* [QUOTED PASSAGE]
# Metadata of an Acoustic Monitoring Project

## Sounds of the Rainforest
![40-of-the-amazon-rainforest-is-at-tipping-point-to-becoming-savanna-341236-1280x720.jpg](attachment:7bef8ba3-9557-4aab-8134-df1cc0fb0b83.jpg)
img_source: https://assets.technologynetworks.com/production/dynamic/images/content/341236/40-of-the-amazon-rainforest-is-at-tipping-point-to-becoming-savanna-341236-1280x720.jpg?cb=10921432

Tropical forests are the world's most biodiverse ecosystems, supporting and providing a home to thousands of animal and plant species. For scientists studying the effects of human pressures on ecosystem health, and in order to ensure the protection of rare species, it is necessary to keep track of the wildlife that lives in these regions.

Biodiversity monitoring has been commonly done manually by highly trained professionals who have the skills to recognize animals in the forest by sight or sound. Over a time period of months or years, a dataset of all the animals observed at a specific location in the forest can be compiled. Even though this is an established and tested procedure, it is costly, time consuming, and prone to human bias.

SAFE Acoustics is an interdisciplinary research project in which cutting-edge engineering and machine learning developments are used to fully automate biodiversity monitoring in Borneo's tropical forests. This is done by listening to the animals' sounds.

At the SAFE project research site in Sabah, Malaysia, they created real-time acoustic monitoring units and have deployed them in a network across varied levels of forest degradation. Some of their recorders are located in primary forest that has been greatly unaffected by humans, whereas others are located in logged forests and even in commercial oil-palm plantations.

* [REQUIREMENTS]
In the rainforest acoustics text, what three drawbacks of manual biodiversity monitoring are named?

* [DATA ROWS]
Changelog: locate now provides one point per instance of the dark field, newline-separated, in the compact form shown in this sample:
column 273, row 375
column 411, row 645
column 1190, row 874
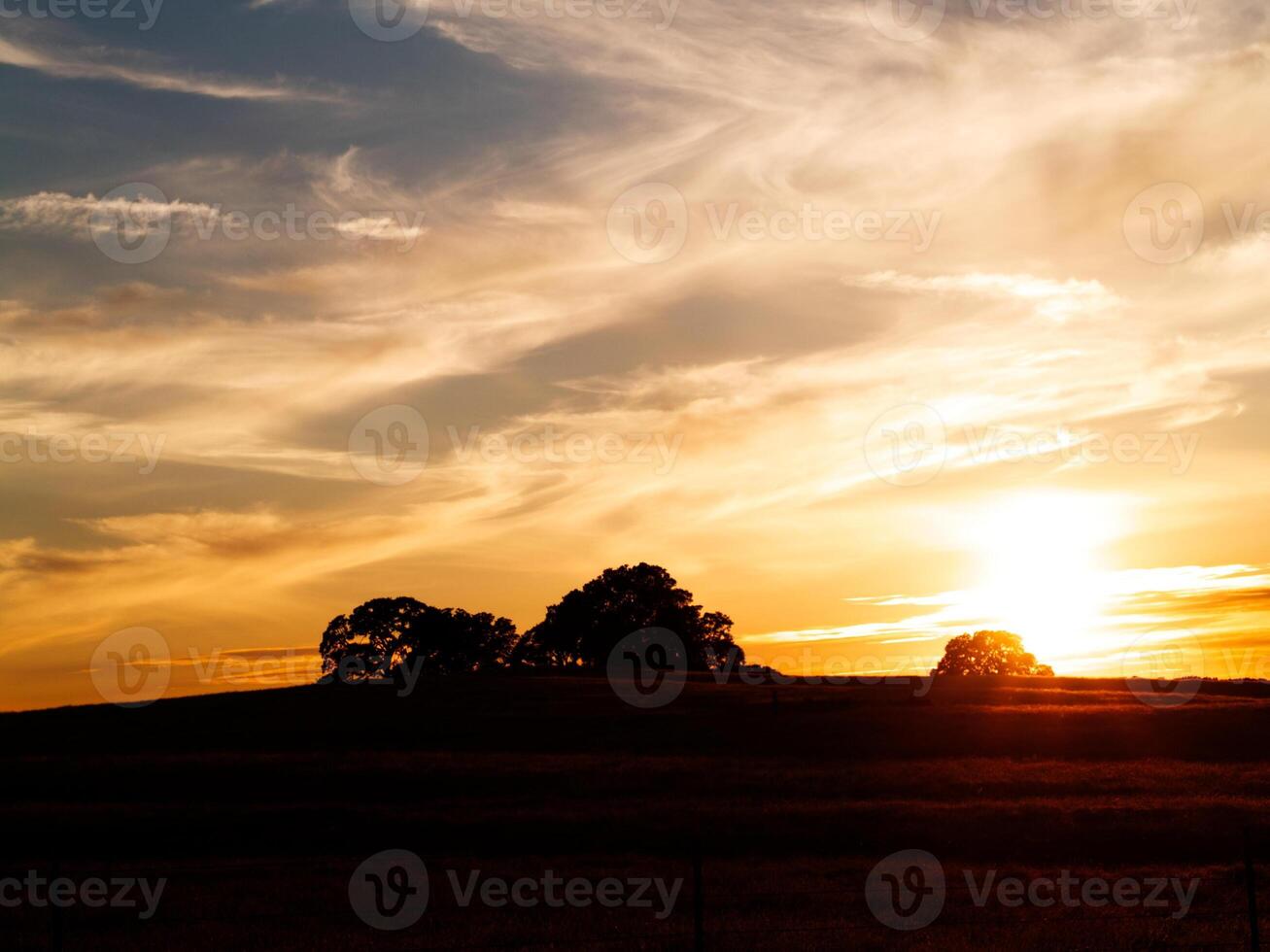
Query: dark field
column 257, row 807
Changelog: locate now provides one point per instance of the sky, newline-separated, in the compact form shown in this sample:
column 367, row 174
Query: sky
column 872, row 323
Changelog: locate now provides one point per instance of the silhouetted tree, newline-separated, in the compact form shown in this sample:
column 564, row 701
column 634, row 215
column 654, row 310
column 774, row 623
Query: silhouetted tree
column 386, row 632
column 583, row 628
column 989, row 653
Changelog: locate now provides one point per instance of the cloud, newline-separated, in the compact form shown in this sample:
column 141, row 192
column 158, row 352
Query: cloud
column 95, row 63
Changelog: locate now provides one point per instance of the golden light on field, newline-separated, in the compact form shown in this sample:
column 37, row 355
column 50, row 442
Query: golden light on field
column 1043, row 567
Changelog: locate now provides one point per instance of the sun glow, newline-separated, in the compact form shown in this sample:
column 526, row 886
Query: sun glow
column 1042, row 569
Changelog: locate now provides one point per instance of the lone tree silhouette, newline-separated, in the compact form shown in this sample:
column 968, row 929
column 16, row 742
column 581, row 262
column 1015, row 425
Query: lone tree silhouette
column 384, row 633
column 989, row 653
column 582, row 629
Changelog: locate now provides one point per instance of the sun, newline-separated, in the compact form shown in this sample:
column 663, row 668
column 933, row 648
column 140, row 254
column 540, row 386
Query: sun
column 1042, row 571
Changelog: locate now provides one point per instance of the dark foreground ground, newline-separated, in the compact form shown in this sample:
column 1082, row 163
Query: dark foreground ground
column 257, row 809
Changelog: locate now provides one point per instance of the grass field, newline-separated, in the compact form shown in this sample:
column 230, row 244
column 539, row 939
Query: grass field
column 257, row 807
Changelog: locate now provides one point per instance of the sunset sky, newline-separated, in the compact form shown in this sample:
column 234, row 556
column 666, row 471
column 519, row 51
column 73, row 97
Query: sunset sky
column 870, row 336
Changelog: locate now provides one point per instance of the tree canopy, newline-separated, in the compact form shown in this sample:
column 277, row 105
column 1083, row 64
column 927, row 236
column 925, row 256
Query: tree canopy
column 384, row 633
column 989, row 653
column 582, row 629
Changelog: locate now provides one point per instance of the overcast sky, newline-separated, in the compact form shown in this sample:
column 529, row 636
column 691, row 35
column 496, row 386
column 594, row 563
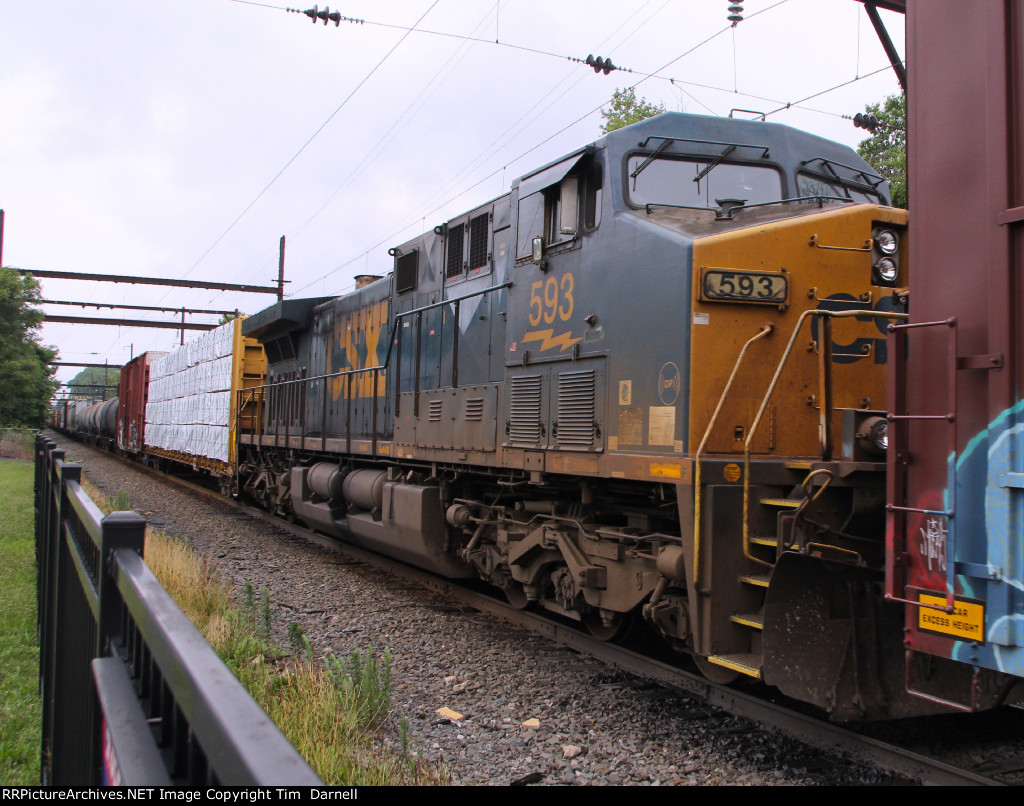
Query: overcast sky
column 183, row 138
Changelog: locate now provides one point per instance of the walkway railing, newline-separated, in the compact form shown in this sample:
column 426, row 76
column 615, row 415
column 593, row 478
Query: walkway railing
column 132, row 694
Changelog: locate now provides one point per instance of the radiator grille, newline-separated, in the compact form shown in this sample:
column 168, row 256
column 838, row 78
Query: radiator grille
column 478, row 241
column 577, row 409
column 474, row 410
column 456, row 242
column 524, row 423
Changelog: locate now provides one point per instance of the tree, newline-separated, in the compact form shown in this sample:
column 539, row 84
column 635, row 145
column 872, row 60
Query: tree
column 886, row 149
column 26, row 376
column 625, row 109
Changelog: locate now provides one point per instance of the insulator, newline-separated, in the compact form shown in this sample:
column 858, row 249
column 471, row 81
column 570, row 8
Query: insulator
column 600, row 65
column 864, row 121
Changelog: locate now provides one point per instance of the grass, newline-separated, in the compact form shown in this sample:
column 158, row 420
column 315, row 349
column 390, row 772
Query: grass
column 16, row 442
column 333, row 713
column 20, row 712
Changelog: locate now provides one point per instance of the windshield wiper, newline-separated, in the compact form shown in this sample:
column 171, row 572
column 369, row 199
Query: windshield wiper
column 648, row 160
column 724, row 213
column 714, row 164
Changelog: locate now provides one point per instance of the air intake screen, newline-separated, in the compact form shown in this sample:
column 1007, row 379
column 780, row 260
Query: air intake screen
column 406, row 270
column 456, row 242
column 576, row 409
column 524, row 425
column 478, row 241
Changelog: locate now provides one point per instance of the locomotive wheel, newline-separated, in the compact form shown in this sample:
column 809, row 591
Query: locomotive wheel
column 611, row 630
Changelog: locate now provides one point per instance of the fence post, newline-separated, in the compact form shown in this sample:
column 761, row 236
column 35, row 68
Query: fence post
column 71, row 698
column 120, row 531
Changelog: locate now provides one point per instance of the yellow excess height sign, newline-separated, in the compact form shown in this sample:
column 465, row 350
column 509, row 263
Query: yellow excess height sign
column 966, row 622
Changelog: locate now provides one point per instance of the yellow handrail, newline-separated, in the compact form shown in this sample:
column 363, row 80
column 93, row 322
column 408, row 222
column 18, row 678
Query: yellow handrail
column 766, row 330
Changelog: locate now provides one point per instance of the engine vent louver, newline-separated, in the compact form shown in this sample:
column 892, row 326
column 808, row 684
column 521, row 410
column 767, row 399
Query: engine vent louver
column 577, row 424
column 524, row 416
column 478, row 241
column 474, row 410
column 456, row 243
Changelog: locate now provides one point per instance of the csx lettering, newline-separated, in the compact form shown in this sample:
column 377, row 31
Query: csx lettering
column 549, row 298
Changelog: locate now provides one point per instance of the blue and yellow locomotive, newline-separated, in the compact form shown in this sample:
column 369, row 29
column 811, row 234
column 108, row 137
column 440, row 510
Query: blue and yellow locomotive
column 649, row 382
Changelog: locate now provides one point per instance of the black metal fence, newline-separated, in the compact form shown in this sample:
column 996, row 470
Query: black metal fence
column 132, row 694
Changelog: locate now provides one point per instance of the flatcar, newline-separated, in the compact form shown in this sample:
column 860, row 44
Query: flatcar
column 648, row 383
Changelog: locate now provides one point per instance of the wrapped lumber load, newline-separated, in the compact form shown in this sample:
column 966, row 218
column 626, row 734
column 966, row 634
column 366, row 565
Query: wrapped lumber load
column 190, row 415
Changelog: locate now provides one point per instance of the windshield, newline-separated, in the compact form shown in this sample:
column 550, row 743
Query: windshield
column 690, row 183
column 812, row 184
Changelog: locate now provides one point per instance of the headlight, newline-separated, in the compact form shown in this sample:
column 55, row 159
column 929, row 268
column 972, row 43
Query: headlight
column 873, row 435
column 879, row 435
column 887, row 270
column 887, row 241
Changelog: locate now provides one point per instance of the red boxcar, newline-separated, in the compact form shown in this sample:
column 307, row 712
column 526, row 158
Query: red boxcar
column 133, row 394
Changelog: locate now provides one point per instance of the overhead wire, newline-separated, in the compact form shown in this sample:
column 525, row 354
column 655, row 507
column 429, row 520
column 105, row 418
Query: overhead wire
column 310, row 138
column 469, row 38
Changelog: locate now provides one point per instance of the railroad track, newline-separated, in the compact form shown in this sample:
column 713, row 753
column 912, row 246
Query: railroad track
column 898, row 761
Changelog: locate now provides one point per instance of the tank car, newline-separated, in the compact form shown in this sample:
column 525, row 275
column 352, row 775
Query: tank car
column 97, row 421
column 649, row 384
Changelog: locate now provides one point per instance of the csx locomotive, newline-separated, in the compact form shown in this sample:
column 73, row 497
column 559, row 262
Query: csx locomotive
column 648, row 383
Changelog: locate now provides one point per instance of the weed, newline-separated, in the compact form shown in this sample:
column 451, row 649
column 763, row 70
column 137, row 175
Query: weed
column 366, row 682
column 265, row 613
column 300, row 643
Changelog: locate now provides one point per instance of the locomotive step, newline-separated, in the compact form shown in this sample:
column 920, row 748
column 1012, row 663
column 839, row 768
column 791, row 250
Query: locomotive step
column 769, row 540
column 753, row 620
column 745, row 663
column 791, row 503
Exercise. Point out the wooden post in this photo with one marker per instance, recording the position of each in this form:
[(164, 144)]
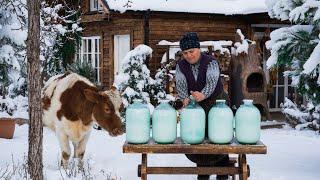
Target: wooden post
[(35, 165), (144, 167), (243, 166)]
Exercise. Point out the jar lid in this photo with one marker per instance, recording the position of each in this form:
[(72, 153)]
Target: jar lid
[(247, 101), (137, 100), (220, 101), (164, 100)]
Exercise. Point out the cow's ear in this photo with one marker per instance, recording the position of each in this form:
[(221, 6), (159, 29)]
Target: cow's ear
[(113, 88), (91, 95)]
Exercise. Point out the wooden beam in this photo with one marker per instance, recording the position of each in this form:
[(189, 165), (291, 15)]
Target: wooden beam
[(194, 170)]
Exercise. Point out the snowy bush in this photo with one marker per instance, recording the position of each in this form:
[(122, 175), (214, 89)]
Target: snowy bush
[(297, 47), (302, 117), (59, 36), (134, 79)]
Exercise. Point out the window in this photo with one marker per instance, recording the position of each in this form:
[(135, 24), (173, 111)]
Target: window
[(281, 89), (95, 6), (121, 48), (90, 52)]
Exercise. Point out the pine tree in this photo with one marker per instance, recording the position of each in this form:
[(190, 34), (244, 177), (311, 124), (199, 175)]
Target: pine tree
[(60, 36), (297, 48), (12, 47), (134, 80)]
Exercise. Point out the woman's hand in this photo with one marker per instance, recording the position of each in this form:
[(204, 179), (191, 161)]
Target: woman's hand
[(198, 96), (186, 102)]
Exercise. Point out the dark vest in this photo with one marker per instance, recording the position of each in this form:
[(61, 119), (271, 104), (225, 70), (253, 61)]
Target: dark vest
[(198, 85)]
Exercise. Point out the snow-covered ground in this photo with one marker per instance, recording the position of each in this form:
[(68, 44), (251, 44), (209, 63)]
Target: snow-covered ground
[(292, 155)]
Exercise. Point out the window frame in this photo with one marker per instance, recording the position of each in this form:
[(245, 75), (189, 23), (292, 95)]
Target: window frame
[(94, 53)]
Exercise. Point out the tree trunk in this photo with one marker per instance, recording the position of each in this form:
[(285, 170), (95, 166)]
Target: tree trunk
[(34, 88)]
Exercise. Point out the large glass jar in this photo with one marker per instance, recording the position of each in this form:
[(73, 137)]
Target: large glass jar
[(137, 122), (220, 123), (164, 123), (193, 122), (248, 121)]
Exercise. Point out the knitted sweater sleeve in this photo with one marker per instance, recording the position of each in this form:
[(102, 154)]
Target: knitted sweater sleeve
[(212, 77), (181, 84)]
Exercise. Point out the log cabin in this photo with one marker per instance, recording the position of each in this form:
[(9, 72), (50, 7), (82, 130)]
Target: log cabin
[(114, 27)]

* [FINISHED EXERCISE]
It is costly, time consuming, and prone to human bias.